### The problem
Only the lines that contain the string "stem" belong in the answer; pull them from the records.

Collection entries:
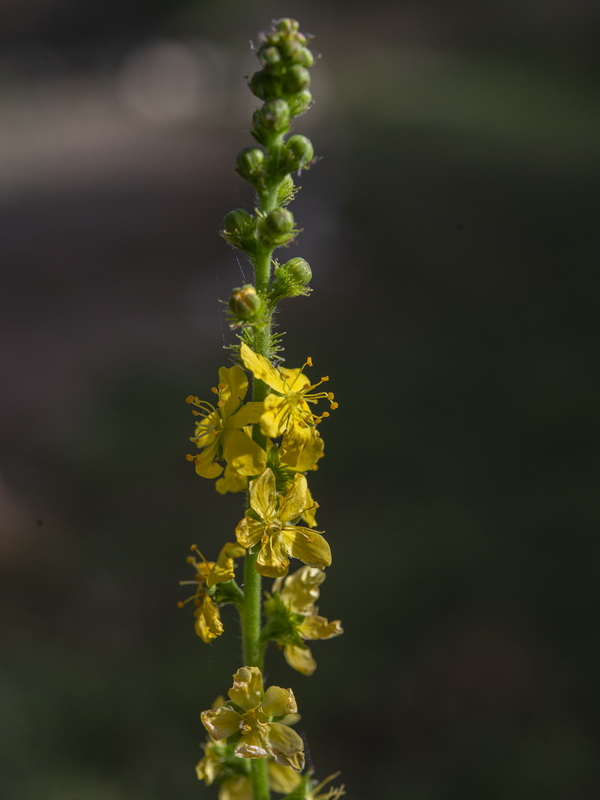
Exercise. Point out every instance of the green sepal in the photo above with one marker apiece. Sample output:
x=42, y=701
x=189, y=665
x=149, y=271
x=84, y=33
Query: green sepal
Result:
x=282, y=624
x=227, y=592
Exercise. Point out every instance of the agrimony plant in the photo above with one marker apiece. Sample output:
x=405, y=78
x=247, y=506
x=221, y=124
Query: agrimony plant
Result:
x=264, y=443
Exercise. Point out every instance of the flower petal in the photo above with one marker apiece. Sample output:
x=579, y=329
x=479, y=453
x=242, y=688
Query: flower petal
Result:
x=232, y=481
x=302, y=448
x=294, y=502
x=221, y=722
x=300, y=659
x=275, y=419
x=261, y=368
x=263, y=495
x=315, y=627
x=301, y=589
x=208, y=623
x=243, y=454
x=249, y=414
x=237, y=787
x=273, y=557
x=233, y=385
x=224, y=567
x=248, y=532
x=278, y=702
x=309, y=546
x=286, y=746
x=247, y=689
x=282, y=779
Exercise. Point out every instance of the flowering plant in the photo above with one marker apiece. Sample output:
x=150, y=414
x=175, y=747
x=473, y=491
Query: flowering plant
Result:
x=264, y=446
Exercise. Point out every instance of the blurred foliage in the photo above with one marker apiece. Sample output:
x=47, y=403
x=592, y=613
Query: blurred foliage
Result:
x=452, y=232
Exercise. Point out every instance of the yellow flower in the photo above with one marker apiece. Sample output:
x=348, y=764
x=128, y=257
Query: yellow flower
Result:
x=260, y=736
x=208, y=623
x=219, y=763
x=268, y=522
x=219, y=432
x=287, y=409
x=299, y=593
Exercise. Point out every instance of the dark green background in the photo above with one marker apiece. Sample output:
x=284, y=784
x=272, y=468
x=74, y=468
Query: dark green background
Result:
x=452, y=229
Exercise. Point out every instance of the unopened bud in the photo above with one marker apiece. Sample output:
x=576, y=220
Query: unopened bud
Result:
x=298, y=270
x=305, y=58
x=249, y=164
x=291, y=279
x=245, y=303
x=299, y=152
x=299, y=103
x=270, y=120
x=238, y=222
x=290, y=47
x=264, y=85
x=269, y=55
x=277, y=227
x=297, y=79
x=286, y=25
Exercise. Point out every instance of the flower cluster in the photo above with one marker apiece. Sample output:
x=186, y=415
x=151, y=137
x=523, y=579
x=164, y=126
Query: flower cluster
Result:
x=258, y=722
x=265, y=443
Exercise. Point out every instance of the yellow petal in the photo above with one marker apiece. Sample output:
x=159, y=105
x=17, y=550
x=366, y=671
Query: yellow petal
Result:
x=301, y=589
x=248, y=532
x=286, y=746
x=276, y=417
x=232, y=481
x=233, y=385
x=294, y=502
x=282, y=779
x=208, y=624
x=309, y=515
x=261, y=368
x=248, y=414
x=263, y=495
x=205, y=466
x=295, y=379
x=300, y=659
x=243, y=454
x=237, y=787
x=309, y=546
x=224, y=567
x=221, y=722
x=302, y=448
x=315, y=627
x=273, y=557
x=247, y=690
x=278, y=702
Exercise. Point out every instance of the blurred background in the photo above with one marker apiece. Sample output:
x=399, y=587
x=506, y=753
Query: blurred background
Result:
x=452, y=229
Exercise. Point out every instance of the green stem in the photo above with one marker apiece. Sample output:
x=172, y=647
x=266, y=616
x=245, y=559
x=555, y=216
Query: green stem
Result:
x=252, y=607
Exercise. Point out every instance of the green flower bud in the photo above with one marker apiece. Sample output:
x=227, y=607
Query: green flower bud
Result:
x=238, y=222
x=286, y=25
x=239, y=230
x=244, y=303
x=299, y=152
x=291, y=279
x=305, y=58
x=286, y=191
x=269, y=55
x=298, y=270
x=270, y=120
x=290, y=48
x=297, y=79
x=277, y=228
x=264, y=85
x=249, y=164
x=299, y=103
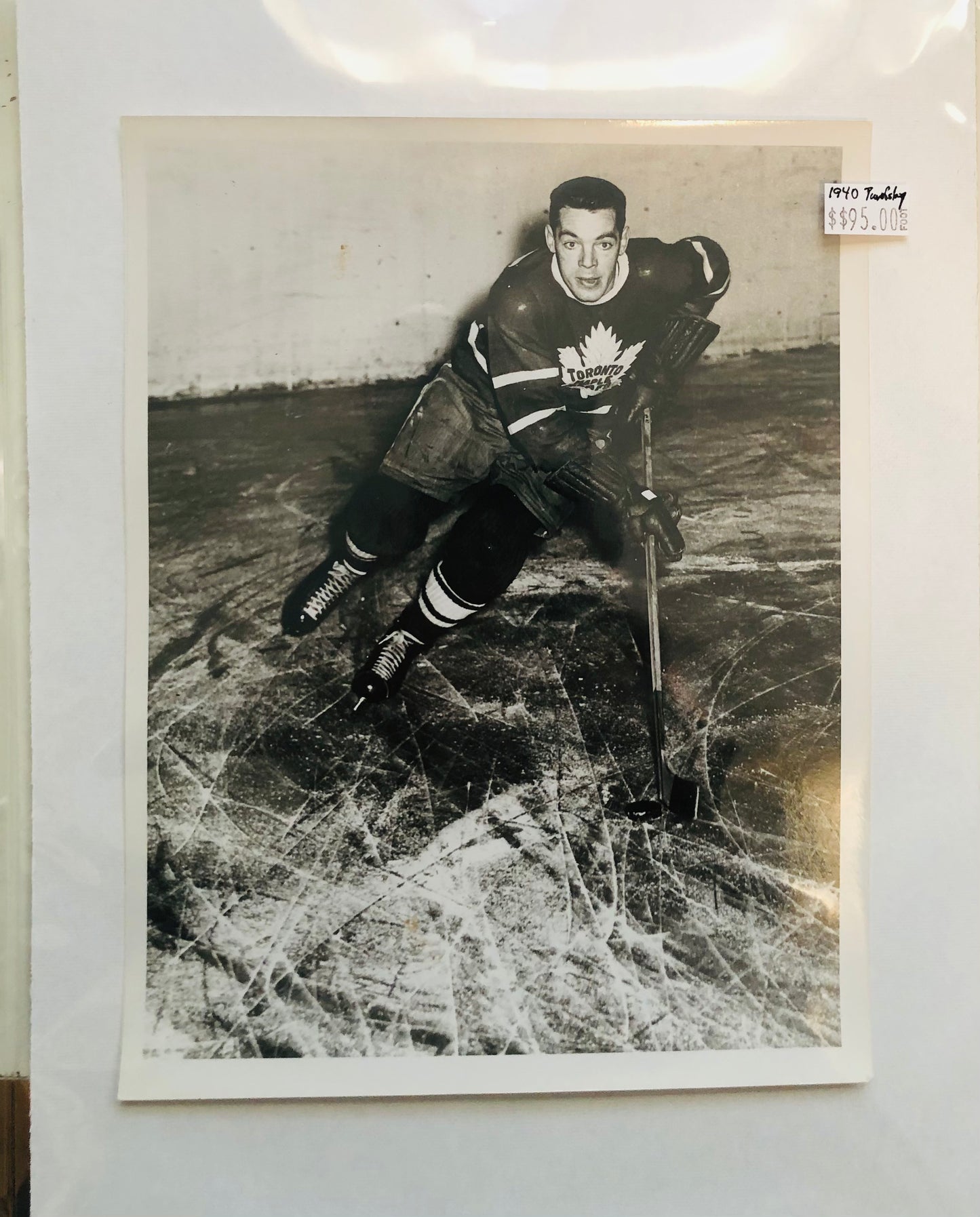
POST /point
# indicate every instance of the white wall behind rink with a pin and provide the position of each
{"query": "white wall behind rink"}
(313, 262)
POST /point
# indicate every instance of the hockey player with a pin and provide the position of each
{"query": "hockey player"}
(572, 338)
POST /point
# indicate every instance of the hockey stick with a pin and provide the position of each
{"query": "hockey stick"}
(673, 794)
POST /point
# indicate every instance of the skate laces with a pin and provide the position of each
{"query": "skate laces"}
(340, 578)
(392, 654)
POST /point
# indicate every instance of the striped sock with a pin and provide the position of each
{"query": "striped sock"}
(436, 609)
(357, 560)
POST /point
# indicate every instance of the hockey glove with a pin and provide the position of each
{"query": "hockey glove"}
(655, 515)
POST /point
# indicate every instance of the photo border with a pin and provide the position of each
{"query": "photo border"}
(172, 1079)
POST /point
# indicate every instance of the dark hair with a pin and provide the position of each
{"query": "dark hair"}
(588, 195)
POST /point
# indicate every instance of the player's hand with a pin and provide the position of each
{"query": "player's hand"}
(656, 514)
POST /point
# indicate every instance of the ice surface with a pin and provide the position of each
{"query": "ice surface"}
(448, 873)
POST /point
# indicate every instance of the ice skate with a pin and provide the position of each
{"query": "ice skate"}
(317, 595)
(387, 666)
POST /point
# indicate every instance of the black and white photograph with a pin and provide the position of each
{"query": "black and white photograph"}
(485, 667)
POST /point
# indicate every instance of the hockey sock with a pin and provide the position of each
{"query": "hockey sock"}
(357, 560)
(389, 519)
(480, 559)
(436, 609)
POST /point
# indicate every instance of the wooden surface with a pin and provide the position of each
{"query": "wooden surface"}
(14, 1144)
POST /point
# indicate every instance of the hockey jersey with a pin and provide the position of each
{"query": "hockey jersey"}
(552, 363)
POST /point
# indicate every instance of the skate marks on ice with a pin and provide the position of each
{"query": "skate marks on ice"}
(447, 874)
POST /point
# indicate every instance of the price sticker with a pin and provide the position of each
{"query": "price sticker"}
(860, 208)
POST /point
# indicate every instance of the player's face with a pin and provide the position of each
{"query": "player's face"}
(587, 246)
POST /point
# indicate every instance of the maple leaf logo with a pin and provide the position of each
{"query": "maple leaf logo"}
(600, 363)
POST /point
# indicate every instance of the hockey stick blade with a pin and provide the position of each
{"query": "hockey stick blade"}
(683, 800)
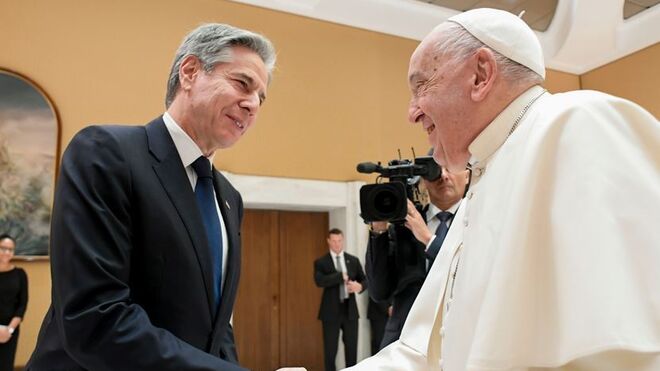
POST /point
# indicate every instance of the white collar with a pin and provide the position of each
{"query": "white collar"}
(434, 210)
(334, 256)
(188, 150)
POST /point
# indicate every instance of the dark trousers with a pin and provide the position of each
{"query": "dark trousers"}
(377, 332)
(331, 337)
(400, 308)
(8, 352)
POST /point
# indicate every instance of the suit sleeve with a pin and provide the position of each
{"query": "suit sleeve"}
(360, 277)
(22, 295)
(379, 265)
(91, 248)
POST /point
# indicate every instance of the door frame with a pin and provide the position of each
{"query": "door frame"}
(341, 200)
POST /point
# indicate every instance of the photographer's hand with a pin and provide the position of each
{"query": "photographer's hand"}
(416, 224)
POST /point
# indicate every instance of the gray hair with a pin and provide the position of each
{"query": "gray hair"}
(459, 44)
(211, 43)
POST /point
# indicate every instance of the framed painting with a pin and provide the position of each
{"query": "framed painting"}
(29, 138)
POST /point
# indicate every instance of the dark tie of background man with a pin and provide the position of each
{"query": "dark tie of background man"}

### Exercise result
Exercise. Point out every instance of the green stem in the photo above with one marker apiece. Sample output:
Query: green stem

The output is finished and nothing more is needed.